##### Исходный текст
Любопытно, что часть членов кружка – братья Медынцевы, Т.Е. Жегин, В.Д. Коншин – были людьми женатыми, в то время как оба брата Третьякова ходили в холостяках. Несмотря на такой «смешанный» состав кружка, он сумел просуществовать несколько лет. По-видимому, причиной этого был общий для всех его членов-купцов набор ценностей, столь резко отличных от ценностей описанных А.Н. Островским представителей «темного царства».

Сохранилось несколько стихов А.А. Медынцева, отправленных им в письмах Павлу Михайловичу. В одном из них, от 15 декабря 1853 года, Медынцев поздравляет приятеля с днем именин. Любопытна шутливая характеристика, данная им Павлу Михайловичу:

...Честной отец Архимандрит,

Любя душевно быт домашний,

Он сгонит мглу туманных дней На рынке Сухаревой башни Иль в небольшом кругу друзей...345

Члены кружка ценили Павла Михайловича, это совершенно очевидно. Так, когда он пребывал в Петербурге, брат и друзья писали ему: «... желаем тебе при совершенном здоровье весело провести время. Но, ради Милосердаго Господа, умоляем тебя о скорейшем возвращении. Ей! Ей! говорим не лицемеря, что у нас без тебя такая скука, что мы совершенно лишились аппетита»346.

Собирался Николо-Толмачевский кружок по вечерам и, возможно, по праздничным дням. Сохранилась недатированная записка П.М. Третьякова: «... вчерашний вечер я не занимался делом, и потому им теперь занят. К Вам я тогда приду, когда матушка перестанет на меня сердиться». К нему сделана приписка за подписью Медынцевых и Шиллинга: «... ответ по поручению матушки, и когда перестанет он глумиться. Истину свидетельствуем»347. За подобной шуточной формой общения скрывалось весьма серьезное содержание. Молодые купцы дебатировали вопросы литературы, читали стихи, обсуждали театральные постановки, слушали музыку. Так, А.А. Медынцев, 1 марта 1855 года приглашая Павла Михайловича на литературно-музыкальные вечерние посиделки, в стихотворной форме определяет их «программу»:

...И игры фортепьянный,

И канты все желанныя Играться будут Вам:

Иные чисто постныя,

Другия 3-хголосныя С скоромным пополам.
##########
##### Исходные данные
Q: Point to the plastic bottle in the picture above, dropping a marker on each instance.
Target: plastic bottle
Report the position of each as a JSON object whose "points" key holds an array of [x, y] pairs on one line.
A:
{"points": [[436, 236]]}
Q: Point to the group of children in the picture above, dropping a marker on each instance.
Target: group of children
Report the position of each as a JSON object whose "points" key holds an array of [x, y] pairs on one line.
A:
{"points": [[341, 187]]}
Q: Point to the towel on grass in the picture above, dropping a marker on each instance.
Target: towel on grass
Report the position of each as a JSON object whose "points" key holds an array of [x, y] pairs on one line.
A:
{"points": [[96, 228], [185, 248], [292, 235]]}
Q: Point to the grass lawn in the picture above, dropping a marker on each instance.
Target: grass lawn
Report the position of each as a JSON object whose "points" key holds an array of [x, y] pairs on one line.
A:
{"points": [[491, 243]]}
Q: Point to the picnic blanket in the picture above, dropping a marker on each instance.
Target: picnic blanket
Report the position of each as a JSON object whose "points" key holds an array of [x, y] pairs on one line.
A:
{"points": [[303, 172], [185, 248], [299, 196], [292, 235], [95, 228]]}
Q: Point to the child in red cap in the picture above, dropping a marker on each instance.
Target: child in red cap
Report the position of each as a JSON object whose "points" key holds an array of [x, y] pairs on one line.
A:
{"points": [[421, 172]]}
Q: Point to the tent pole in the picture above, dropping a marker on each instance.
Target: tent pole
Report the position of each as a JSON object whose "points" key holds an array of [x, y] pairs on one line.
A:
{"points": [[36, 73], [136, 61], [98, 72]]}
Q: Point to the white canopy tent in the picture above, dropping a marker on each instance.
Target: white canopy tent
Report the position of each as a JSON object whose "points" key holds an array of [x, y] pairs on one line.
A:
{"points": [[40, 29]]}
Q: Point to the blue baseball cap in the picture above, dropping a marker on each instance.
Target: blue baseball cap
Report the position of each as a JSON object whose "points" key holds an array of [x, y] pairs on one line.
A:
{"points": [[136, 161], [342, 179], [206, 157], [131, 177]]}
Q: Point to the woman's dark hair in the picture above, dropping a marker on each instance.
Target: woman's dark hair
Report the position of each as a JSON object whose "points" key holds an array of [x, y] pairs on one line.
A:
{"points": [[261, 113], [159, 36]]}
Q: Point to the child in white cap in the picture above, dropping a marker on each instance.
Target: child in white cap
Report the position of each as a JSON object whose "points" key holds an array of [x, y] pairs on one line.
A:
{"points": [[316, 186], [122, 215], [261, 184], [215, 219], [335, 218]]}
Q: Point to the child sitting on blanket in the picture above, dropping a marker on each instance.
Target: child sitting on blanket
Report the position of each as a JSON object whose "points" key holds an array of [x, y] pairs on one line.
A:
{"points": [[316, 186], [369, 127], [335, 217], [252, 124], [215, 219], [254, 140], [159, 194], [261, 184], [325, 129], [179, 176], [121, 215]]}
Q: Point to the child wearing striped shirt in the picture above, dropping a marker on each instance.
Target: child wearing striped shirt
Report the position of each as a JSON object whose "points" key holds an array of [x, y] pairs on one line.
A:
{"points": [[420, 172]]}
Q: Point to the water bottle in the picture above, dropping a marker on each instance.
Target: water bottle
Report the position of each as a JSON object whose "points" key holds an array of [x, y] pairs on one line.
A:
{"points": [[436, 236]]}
##########
--- Задание 1 ---
Перечислите все занятия, которым, согласно отрывку о Николо-Толмачевском кружке, предавались молодые купцы на своих собраниях.
--- Задание 2 ---
Выпишите из записей все строки, содержащие строку "group".

--- Результат 1 ---
- дебатировали вопросы литературы
- читали стихи
- обсуждали театральные постановки
- слушали музыку

--- Результат 2 ---
Q: Point to the group of children in the picture above, dropping a marker on each instance.
Target: group of children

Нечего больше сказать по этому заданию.